### The request:
Every line from the line containing "of the tree" through the final line of the data is to be printed exactly; no other line is to appear.
───
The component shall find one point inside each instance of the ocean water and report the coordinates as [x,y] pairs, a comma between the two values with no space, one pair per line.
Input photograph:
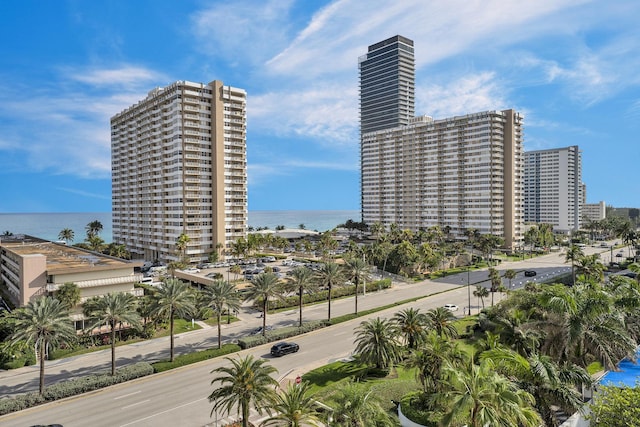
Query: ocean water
[48,225]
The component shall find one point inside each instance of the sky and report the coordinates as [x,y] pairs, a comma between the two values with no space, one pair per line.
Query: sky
[572,67]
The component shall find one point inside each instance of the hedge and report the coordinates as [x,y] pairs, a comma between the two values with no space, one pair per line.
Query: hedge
[198,356]
[74,387]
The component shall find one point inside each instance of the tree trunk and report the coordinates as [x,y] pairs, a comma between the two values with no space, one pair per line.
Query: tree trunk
[113,348]
[171,333]
[300,305]
[42,350]
[219,329]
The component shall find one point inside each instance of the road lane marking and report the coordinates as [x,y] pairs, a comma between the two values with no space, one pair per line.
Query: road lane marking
[135,404]
[127,395]
[163,412]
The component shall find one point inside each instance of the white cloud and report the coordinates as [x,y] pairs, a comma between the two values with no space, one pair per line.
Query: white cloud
───
### Response below:
The component shall find one point inside each instance of the tree trunk and report the coordinates as [x,y] pairs, a comma between the two values with no space, one pair per line.
Query: tree trunk
[113,348]
[171,333]
[300,305]
[42,350]
[219,329]
The component shall find one point inside each instance of the road lane marking and report the coordinates as [x,y] pairs, a comma between the two values with no space, one pair per line.
Query: road lane marking
[135,404]
[127,395]
[163,412]
The component shall find one point inside each instance of the white cloud and report the coordinates as [x,y] pairs, a comma between the two values with no space, one pair per line.
Query: white cloud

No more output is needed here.